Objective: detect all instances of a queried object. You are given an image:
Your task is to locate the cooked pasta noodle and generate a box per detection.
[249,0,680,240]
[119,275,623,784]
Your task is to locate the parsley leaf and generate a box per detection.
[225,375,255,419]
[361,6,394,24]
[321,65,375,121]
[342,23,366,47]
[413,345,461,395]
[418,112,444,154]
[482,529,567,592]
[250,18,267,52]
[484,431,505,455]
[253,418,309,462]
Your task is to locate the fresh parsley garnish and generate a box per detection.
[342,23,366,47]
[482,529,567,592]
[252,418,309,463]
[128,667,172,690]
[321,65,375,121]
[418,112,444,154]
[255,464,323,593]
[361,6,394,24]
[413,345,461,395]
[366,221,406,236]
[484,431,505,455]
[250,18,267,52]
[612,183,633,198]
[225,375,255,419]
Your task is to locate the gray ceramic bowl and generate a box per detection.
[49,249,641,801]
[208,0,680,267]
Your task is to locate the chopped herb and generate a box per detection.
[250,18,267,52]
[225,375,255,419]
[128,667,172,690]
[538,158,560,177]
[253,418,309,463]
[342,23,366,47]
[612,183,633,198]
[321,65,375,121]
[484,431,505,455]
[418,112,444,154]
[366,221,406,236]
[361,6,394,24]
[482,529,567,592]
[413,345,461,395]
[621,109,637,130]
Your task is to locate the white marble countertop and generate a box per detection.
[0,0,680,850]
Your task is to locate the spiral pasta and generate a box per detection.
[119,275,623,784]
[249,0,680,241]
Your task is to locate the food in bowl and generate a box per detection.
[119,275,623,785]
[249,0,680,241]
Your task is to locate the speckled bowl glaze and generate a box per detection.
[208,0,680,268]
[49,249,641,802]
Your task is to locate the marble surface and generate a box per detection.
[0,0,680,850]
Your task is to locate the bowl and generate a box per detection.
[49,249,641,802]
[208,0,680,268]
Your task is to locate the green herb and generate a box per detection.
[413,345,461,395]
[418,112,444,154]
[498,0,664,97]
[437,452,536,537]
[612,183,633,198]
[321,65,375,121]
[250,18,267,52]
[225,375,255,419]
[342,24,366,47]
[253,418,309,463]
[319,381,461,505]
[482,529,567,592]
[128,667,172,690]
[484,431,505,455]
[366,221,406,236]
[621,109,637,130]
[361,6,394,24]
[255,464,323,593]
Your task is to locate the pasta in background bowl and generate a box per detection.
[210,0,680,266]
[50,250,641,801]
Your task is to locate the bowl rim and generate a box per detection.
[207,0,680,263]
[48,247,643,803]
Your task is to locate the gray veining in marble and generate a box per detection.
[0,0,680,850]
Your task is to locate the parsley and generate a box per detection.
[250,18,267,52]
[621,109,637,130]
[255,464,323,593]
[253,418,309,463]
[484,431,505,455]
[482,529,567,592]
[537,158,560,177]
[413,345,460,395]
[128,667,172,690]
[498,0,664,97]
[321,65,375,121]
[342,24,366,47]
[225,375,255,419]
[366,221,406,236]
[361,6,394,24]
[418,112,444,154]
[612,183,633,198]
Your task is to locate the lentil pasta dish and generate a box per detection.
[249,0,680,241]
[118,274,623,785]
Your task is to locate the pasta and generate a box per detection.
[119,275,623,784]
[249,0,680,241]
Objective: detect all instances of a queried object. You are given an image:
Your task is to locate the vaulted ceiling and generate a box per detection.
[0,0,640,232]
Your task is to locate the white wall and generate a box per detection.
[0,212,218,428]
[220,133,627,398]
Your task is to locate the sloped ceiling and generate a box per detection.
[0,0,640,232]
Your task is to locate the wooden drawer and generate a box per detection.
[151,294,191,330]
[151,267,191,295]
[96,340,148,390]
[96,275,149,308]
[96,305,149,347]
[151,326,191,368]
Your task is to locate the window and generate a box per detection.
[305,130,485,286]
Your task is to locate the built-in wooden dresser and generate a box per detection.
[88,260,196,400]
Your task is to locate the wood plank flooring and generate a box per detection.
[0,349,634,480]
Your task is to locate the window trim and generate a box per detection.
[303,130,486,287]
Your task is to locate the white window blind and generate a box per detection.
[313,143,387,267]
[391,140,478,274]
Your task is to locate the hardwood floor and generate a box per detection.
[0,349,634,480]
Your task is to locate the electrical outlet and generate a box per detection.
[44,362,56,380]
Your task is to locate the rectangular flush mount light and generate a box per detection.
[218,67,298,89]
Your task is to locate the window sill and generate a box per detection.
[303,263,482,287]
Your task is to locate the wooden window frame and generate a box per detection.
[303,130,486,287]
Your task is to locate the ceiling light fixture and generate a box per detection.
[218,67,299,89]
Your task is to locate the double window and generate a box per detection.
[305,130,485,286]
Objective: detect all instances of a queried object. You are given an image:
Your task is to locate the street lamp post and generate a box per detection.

[EXERCISE OBJECTIVE] Reproduce all of the data above, keeping every line unchanged.

[ANSWER FOR THIS EXERCISE]
Objective: detect all instances of a queried object. You are given an image:
Your task is to locate the cooked pasta noodle and generate a box per detection.
[249,0,680,240]
[119,275,623,784]
Your task is to locate the parsley leaf and generate a box per detection.
[225,375,255,419]
[361,6,394,24]
[321,65,375,121]
[342,23,366,47]
[413,345,461,395]
[418,112,444,154]
[482,529,567,592]
[250,18,267,52]
[484,431,505,455]
[253,418,309,462]
Your task is to locate the fresh parsley garnish and generate a box per detection.
[342,23,366,47]
[482,529,567,592]
[252,418,309,463]
[128,667,172,690]
[321,65,375,121]
[418,112,444,154]
[255,464,323,593]
[361,6,394,24]
[413,345,461,395]
[366,221,406,236]
[484,431,505,455]
[250,18,267,52]
[612,183,633,198]
[225,375,255,419]
Your task is to locate the gray ceramic bowl and generate a box per detection.
[49,249,641,801]
[208,0,680,267]
Your task is to locate the chopped herb and generate a box per detection.
[250,18,267,52]
[225,375,255,419]
[128,667,172,690]
[538,158,560,177]
[253,418,309,463]
[342,23,366,47]
[612,183,633,198]
[321,65,375,121]
[484,431,505,455]
[418,112,444,154]
[366,221,406,236]
[361,6,394,24]
[482,529,567,592]
[413,345,461,395]
[621,109,637,130]
Your task is to locate the white marble countertop and generate a box per detection.
[0,0,680,850]
Your task is to locate the spiral pasta and generate a box per detection.
[119,275,623,784]
[249,0,680,241]
Your task is to locate the food in bowl and generate a box per detection.
[119,275,623,785]
[249,0,680,241]
Your task is to locate the speckled bowl glaze and generate a box per detection.
[208,0,680,268]
[49,249,641,802]
Your task is to locate the marble surface and generate a box per detection.
[0,0,680,850]
Your task is to locate the bowl and generate a box per detection.
[49,249,641,802]
[208,0,680,268]
Your task is to locate the green herb and generate a box per detection.
[413,345,461,395]
[418,112,444,154]
[498,0,664,97]
[437,452,536,537]
[612,183,633,198]
[321,65,375,121]
[250,18,267,52]
[225,375,255,419]
[342,24,366,47]
[253,418,309,463]
[319,381,461,505]
[482,529,567,592]
[128,667,172,690]
[484,431,505,455]
[366,221,406,236]
[621,109,637,130]
[361,6,394,24]
[255,464,323,593]
Your task is to locate the pasta in background bowl and generate a box per detection.
[210,0,680,266]
[50,250,641,801]
Your task is to locate the bowl rim and generate a box per detection.
[207,0,680,263]
[48,247,643,803]
Your task is to locate the gray veining in marble and generate a box per detection.
[0,0,680,850]
Your task is to locate the parsley and generate a box per detection.
[250,18,267,52]
[621,109,637,130]
[255,464,323,593]
[253,418,309,463]
[484,431,505,455]
[482,529,567,592]
[537,158,560,177]
[413,345,460,395]
[128,667,172,690]
[498,0,664,97]
[321,65,375,121]
[342,24,366,47]
[225,375,255,419]
[366,221,406,236]
[361,6,394,24]
[418,112,444,154]
[612,183,633,198]
Your task is to locate the lentil pasta dish and generate a box per detection.
[249,0,680,241]
[118,274,623,785]
Your task is to locate the pasta and generate a box per detection.
[119,275,623,784]
[249,0,680,241]
Objective: detect all instances of a queried object. You are given an image:
Your task is to locate the vaulted ceiling and generate a box per detection.
[0,0,640,232]
Your task is to locate the white wall and generate a box per detection.
[0,212,218,428]
[220,133,627,398]
Your task is to locate the sloped ceiling and generate a box per detection.
[0,0,640,232]
Your task is to locate the wooden drawer and generate a box per detection.
[151,294,191,330]
[151,267,191,295]
[96,340,148,390]
[96,275,149,308]
[96,305,149,347]
[151,326,191,368]
Your task is to locate the window and generate a box per detection.
[305,130,485,286]
Your task is to locate the built-in wooden dresser and generate a box per detection.
[88,260,196,400]
Your task is to locate the wood plank flooring and generate a box per detection.
[0,349,634,480]
Your task is to locate the window trim and generate a box per detection.
[303,130,486,287]
Your task is to locate the white window blind and generate a box per detection.
[313,143,387,267]
[391,140,478,274]
Your task is to locate the hardwood floor and generate a box per detection.
[0,349,634,480]
Your task is to locate the electrical outlet and generate a box per detection.
[44,362,56,380]
Your task is to locate the rectangular flush mount light and generate a box per detection.
[218,67,298,89]
Your task is to locate the window sill and generate a box per detection.
[303,263,482,287]
Your task is to locate the wooden window frame and generate a box per detection.
[303,130,486,287]
Your task is to locate the ceiling light fixture and generate a box per detection.
[218,67,299,89]
Your task is to locate the double window and generate a box per detection.
[305,130,485,286]
Objective: detect all instances of a queried object. You are given an image:
Your task is to locate the street lamp post and generate a box per detection.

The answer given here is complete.